START Record set

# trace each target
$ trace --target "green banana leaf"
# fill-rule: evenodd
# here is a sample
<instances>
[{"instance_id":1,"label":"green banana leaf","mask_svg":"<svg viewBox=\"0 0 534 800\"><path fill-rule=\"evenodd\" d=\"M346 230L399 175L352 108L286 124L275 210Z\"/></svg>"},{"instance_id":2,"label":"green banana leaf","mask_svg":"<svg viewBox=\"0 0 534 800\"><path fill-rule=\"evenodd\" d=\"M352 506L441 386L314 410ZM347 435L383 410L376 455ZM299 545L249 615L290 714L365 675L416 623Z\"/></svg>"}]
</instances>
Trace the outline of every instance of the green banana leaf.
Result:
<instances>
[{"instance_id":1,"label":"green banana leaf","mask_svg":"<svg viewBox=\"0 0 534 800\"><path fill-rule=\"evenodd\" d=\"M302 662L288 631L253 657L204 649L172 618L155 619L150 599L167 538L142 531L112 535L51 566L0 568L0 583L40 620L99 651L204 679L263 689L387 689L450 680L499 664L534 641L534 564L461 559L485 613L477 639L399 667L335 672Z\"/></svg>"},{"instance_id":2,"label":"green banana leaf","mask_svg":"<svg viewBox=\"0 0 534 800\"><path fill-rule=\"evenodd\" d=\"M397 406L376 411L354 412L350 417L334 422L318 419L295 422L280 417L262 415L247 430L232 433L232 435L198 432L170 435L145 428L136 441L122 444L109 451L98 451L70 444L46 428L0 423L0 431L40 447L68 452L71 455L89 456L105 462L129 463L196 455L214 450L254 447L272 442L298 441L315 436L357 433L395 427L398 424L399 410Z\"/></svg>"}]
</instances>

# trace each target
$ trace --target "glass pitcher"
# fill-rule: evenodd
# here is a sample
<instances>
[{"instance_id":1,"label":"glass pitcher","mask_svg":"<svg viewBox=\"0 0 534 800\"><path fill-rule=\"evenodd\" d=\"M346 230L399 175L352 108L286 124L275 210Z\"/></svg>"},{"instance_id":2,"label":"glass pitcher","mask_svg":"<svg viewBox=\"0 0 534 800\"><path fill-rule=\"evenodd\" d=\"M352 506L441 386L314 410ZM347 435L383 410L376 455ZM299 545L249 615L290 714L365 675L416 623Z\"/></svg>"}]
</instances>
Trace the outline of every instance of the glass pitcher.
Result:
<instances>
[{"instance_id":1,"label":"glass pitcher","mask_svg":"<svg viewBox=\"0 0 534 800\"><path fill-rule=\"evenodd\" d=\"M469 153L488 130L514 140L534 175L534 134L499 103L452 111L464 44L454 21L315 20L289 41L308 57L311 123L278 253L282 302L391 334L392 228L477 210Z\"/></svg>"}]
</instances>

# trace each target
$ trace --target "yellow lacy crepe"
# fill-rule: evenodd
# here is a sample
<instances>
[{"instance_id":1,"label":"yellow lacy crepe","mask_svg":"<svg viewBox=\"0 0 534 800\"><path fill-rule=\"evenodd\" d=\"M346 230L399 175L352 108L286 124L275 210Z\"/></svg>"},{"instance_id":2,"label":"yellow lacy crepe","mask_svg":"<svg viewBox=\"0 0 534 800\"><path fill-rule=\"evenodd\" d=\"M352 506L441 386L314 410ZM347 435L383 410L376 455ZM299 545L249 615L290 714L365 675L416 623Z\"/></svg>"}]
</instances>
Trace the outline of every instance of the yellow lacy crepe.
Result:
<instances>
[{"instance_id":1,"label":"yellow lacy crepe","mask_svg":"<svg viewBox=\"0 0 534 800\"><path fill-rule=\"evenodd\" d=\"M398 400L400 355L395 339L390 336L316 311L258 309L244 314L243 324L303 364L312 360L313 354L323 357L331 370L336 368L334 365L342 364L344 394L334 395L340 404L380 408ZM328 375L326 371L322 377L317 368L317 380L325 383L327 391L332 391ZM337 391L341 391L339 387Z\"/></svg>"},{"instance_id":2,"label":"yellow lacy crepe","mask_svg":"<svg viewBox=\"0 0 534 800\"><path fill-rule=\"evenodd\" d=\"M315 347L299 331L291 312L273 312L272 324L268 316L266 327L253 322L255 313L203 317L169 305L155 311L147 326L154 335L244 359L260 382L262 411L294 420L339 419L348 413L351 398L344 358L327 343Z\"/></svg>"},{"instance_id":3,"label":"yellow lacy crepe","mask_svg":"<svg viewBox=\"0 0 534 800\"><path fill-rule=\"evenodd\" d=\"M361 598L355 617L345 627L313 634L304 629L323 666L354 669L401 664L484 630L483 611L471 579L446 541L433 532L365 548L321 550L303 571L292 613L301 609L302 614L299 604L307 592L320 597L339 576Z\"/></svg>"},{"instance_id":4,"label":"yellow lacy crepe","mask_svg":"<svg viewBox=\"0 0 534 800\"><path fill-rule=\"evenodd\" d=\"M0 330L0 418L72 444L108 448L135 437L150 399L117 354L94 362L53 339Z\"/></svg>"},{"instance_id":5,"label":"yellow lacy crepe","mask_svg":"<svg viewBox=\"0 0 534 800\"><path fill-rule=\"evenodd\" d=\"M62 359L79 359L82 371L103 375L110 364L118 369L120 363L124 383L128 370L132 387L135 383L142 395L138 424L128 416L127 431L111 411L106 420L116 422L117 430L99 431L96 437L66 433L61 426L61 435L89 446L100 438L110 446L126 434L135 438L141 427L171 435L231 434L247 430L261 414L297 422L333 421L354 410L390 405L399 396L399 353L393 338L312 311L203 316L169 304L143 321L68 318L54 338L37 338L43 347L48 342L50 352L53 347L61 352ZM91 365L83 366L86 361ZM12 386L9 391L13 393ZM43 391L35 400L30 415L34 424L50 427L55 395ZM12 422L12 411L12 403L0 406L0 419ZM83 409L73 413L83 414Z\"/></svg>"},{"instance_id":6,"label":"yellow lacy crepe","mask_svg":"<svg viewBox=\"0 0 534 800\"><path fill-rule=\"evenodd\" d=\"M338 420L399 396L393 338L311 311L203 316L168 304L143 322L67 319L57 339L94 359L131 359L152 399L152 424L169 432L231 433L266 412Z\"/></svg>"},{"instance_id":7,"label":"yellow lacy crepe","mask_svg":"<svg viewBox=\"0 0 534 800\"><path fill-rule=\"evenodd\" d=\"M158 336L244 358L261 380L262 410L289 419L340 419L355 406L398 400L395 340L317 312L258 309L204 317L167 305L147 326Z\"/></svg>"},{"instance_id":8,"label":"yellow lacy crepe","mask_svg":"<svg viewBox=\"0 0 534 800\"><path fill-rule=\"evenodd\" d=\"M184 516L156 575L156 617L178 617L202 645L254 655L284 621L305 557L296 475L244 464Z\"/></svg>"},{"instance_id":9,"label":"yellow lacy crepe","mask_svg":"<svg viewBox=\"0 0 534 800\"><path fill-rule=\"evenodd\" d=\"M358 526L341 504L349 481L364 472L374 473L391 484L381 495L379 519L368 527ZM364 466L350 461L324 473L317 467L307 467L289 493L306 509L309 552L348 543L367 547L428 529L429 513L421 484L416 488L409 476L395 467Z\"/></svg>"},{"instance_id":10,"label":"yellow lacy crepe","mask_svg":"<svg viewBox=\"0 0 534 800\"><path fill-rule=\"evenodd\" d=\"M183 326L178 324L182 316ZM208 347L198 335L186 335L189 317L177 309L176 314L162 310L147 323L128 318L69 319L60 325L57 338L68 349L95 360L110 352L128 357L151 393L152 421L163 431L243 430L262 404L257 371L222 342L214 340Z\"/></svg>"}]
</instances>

END Record set

● **Exercise objective**
The expected result is a copy of each line in the records where "every" appears.

● **Answer section**
Trace the outline of every instance of the green banana leaf.
Trace the outline of every instance of the glass pitcher.
Trace the outline of every instance of the yellow lacy crepe.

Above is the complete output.